Description of the task » Reproduce, please, the line that holds "column 907, row 752" and all later lines through the end of the entries below, exactly; omit pictures.

Records supplied »
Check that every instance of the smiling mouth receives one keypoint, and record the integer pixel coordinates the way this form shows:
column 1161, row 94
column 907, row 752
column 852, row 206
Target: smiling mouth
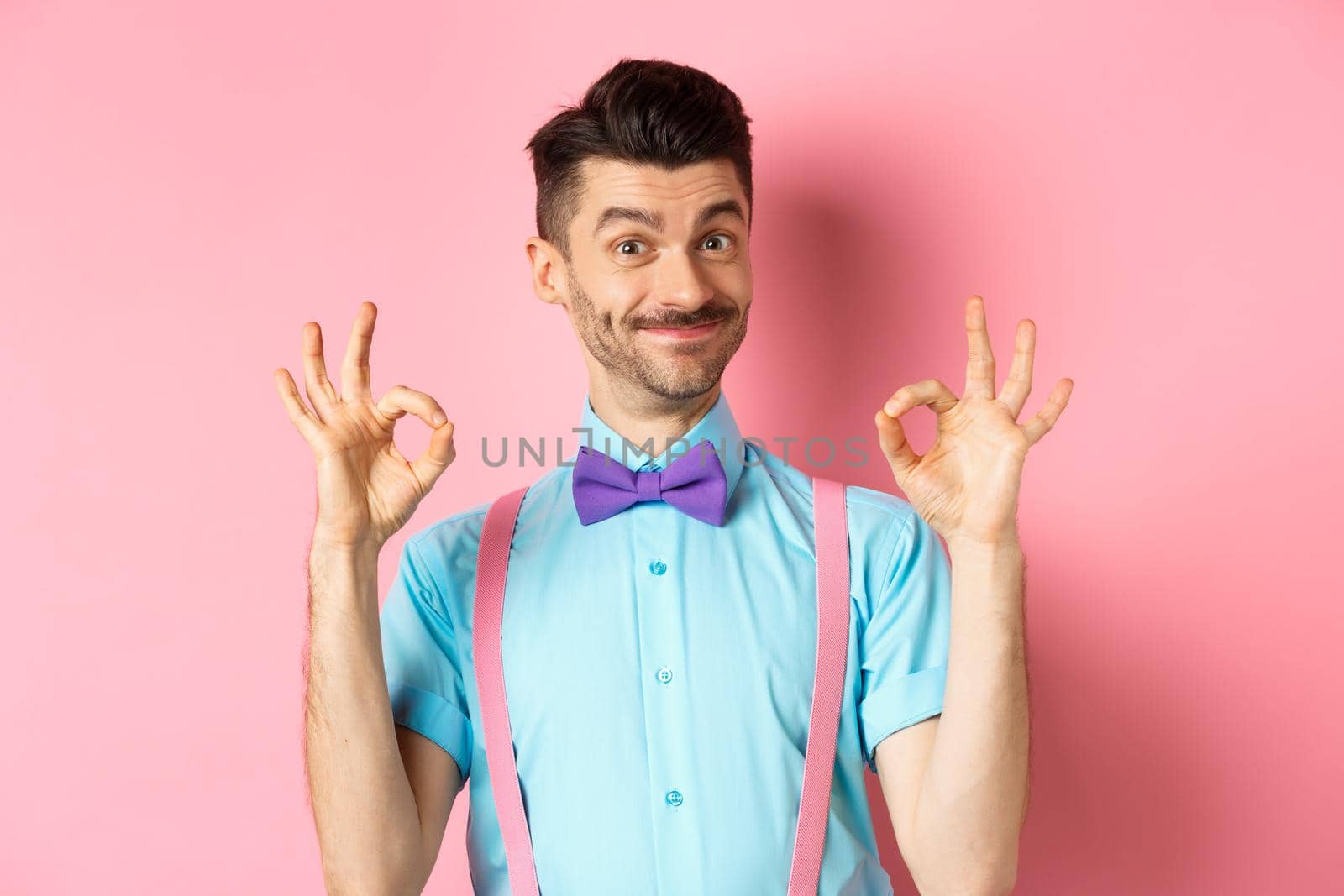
column 685, row 332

Response »
column 907, row 752
column 852, row 206
Target: smiling mouth
column 685, row 332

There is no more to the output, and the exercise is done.